About this exercise
Copy every line from the data below in which the string "single" can be found.

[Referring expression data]

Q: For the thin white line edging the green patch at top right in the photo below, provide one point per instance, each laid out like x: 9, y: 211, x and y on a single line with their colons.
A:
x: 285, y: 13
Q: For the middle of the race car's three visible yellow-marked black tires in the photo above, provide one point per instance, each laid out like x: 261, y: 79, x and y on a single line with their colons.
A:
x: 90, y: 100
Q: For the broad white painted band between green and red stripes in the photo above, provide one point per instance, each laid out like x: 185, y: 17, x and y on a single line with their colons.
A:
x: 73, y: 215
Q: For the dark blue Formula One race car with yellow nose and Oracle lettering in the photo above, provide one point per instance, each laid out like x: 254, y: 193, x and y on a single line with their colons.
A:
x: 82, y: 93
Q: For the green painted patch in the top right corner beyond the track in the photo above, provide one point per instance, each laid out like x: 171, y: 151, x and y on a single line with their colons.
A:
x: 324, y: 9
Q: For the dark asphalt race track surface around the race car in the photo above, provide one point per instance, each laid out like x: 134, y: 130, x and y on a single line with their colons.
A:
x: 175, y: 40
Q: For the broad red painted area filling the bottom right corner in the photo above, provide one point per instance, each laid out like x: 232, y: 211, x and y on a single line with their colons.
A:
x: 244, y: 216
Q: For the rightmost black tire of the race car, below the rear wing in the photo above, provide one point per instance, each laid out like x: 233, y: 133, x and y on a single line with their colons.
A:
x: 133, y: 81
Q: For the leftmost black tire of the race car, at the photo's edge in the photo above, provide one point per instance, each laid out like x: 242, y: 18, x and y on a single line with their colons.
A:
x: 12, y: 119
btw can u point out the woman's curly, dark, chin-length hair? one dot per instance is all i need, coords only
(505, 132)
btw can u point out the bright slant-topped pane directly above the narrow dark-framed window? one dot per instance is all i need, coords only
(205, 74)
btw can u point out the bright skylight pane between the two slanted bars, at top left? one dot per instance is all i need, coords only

Response area
Q: For the thin white line edging the green patch at top right in the photo below, provide one point per instance, each laid out like x: 9, y: 211, x and y on a single line with their colons.
Q: For the middle of the race car's three visible yellow-marked black tires in the photo above, provide one point per instance, each laid out like x: 261, y: 79, x and y on a single line with their colons.
Q: For the broad white painted band between green and red stripes in the photo above, provide one point per instance, each laid out like x: 185, y: 17, x and y on a single line with their colons.
Q: For the dark blue Formula One race car with yellow nose and Oracle lettering in the photo above, provide one point per instance, each laid out like x: 254, y: 193, x and y on a single line with their colons.
Q: For the green painted patch in the top right corner beyond the track in the photo above, provide one point per instance, each laid out like x: 171, y: 151, x and y on a single line with their colons.
Q: For the dark asphalt race track surface around the race car in the photo above, provide one point per instance, each laid out like x: 134, y: 130, x and y on a single line with their colons.
Q: For the broad red painted area filling the bottom right corner in the photo above, provide one point per instance, each laid out like x: 232, y: 211, x and y on a single line with their colons.
Q: For the rightmost black tire of the race car, below the rear wing in the photo above, provide one point per instance, each laid out like x: 233, y: 133, x and y on a single line with their colons.
Q: For the leftmost black tire of the race car, at the photo's edge in the photo above, provide one point per instance, each laid out like x: 242, y: 18, x and y on a single line with their colons.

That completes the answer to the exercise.